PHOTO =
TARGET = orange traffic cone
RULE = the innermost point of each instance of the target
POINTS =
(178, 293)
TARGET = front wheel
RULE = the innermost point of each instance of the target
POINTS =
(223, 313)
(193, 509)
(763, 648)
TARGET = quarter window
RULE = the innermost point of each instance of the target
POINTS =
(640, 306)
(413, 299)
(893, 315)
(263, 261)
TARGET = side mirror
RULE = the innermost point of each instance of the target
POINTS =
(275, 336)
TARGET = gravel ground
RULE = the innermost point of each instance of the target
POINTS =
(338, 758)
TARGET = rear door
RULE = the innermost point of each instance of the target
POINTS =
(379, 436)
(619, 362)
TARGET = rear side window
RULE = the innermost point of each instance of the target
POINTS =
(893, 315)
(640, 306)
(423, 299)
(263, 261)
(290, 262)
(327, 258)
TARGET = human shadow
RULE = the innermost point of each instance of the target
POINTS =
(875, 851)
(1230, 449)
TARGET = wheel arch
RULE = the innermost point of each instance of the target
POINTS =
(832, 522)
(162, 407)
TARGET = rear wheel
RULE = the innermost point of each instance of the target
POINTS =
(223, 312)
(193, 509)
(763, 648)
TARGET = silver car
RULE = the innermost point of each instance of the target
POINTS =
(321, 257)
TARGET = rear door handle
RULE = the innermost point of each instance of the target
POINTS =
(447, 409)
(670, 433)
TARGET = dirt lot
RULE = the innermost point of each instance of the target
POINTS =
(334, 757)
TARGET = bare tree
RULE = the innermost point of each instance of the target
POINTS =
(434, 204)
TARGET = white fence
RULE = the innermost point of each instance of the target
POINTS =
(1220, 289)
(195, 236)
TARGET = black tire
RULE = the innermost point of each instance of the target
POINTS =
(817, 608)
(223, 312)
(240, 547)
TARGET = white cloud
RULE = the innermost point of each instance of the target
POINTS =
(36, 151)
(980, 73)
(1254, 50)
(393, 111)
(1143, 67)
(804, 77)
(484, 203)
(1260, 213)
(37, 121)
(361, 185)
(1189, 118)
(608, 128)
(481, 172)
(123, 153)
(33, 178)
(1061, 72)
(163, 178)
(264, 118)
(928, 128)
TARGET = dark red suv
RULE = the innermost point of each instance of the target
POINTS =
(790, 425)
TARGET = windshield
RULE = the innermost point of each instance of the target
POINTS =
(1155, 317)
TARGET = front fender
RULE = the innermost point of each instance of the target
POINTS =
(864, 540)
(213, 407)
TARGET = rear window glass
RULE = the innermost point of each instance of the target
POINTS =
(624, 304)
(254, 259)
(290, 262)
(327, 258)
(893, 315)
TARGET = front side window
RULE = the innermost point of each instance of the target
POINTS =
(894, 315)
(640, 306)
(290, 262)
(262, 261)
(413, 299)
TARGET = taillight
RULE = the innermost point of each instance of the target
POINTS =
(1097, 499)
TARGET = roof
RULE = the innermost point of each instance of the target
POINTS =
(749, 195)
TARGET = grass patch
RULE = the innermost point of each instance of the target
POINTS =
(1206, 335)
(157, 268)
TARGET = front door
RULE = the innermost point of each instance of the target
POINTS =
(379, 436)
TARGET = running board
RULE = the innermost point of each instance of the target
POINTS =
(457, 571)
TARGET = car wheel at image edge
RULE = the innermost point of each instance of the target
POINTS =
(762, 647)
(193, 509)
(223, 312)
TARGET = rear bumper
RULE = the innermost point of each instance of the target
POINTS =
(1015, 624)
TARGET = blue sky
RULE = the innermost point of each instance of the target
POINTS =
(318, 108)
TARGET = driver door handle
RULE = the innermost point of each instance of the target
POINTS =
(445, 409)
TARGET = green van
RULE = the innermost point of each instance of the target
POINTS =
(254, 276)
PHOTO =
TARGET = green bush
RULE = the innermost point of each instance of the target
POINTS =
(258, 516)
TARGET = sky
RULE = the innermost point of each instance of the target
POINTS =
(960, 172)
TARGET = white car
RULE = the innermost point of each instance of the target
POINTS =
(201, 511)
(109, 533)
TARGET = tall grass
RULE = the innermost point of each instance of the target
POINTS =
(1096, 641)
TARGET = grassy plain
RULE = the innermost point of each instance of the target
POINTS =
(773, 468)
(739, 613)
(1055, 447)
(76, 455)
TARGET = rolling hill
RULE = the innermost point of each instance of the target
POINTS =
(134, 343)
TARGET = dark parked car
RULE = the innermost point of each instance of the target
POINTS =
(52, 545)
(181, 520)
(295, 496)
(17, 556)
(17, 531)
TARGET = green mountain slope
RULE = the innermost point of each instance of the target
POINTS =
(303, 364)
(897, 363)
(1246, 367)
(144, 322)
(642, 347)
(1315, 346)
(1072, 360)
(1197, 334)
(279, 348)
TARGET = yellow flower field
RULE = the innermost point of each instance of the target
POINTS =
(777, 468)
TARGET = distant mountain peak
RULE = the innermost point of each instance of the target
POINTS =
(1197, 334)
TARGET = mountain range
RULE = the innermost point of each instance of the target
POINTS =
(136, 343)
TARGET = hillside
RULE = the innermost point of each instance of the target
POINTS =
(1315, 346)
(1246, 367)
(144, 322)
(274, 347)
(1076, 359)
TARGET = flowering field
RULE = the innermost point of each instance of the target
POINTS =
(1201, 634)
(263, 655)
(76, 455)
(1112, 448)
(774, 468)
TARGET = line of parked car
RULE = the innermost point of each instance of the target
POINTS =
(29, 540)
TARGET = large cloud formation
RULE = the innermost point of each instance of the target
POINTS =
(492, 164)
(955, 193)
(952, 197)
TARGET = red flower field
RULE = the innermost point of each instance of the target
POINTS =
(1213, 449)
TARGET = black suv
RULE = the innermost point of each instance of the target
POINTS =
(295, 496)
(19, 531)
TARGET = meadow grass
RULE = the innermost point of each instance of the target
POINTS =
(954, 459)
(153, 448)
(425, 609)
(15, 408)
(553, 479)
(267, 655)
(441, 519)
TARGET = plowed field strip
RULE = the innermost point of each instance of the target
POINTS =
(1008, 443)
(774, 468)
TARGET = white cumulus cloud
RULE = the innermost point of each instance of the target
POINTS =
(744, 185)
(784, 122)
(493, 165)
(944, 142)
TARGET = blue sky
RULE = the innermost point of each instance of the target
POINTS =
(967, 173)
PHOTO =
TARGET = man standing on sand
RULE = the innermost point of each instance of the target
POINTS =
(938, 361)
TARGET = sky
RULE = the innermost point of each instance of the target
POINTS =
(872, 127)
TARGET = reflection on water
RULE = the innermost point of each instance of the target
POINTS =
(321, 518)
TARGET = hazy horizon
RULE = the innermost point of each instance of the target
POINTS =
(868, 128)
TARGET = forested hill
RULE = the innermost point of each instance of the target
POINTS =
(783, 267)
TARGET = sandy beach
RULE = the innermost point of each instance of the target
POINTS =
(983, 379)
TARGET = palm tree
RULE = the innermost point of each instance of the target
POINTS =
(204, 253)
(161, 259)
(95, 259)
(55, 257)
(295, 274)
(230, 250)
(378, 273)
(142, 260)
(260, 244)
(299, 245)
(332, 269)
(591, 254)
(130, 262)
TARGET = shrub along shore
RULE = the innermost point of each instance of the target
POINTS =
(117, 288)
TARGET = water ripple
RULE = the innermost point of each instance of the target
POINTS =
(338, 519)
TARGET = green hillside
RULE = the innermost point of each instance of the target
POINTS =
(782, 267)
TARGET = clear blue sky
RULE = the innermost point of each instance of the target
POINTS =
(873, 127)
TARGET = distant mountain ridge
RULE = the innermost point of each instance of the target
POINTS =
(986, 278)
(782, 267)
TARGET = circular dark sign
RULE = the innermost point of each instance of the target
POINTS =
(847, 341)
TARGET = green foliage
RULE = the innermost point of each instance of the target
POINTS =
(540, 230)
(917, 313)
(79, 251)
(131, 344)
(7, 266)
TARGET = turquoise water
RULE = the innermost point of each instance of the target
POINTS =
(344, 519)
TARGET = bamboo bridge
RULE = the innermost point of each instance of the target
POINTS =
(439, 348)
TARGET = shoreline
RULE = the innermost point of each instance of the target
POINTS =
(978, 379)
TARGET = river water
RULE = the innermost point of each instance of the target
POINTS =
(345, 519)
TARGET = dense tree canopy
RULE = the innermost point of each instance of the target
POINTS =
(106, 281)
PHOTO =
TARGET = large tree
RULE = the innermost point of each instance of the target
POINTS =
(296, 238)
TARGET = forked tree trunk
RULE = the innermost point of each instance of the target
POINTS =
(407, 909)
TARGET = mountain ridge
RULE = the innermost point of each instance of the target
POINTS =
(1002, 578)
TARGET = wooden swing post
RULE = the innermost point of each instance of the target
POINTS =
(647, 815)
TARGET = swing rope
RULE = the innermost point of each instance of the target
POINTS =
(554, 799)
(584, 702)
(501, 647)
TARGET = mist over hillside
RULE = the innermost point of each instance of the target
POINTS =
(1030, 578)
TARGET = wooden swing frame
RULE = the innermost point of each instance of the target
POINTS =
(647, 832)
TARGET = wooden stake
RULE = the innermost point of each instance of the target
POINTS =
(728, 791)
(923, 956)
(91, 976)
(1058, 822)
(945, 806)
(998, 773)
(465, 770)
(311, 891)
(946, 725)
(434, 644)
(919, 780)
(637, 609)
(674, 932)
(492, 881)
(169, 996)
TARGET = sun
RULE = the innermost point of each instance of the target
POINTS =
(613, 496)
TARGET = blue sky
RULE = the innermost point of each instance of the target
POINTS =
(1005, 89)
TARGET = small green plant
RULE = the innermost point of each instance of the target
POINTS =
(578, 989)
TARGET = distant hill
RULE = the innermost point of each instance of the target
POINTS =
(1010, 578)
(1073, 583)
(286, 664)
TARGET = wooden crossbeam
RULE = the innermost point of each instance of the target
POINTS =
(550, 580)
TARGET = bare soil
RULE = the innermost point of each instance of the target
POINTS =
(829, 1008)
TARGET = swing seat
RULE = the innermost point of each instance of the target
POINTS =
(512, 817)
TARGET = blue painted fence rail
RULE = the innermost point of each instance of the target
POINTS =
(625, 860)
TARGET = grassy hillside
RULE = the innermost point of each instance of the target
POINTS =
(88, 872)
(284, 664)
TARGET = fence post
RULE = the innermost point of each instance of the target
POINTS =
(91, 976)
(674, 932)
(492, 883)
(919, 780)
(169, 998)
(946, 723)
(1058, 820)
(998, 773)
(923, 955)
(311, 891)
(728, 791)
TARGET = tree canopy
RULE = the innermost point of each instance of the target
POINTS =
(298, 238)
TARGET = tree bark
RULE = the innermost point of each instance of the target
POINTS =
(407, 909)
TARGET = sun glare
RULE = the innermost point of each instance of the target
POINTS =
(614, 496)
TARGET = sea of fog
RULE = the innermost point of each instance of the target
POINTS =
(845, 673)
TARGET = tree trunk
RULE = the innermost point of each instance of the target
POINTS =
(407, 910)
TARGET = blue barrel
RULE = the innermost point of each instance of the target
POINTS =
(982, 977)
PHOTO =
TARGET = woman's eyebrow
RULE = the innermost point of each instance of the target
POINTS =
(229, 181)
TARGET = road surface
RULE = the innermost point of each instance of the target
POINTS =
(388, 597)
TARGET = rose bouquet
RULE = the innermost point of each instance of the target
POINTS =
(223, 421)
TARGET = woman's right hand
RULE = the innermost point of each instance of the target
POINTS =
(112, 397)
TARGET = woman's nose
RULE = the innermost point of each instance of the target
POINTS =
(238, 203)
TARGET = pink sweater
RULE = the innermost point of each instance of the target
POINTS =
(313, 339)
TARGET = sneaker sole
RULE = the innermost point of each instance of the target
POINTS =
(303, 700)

What the exercise asks
Reproduce the listing without any change, starting with its first line and going on through the line with "(1230, 449)".

Exercise response
PHOTO =
TARGET = orange traffic cone
RULE = the innermost point of each instance of the target
POINTS =
(178, 293)
TARGET = front wheel
RULE = the innermost point of each instance of the target
POINTS =
(223, 313)
(193, 509)
(763, 648)
TARGET = quarter window
RULE = the innermost point of each instance of the target
POINTS =
(640, 306)
(413, 299)
(893, 315)
(263, 261)
TARGET = side mirror
RULE = the innermost point of each instance of the target
POINTS =
(275, 336)
TARGET = gravel ground
RULE = the innermost point of each instance of the target
POINTS =
(338, 758)
TARGET = rear door
RULE = the innermost point of each instance of the target
POINTS =
(379, 436)
(619, 362)
TARGET = rear side window
RULE = the innermost point of each instance of the target
POINTS =
(893, 315)
(640, 306)
(423, 299)
(263, 261)
(290, 262)
(327, 258)
TARGET = human shadow
RULE = the innermost point of each instance of the target
POINTS =
(875, 851)
(1230, 449)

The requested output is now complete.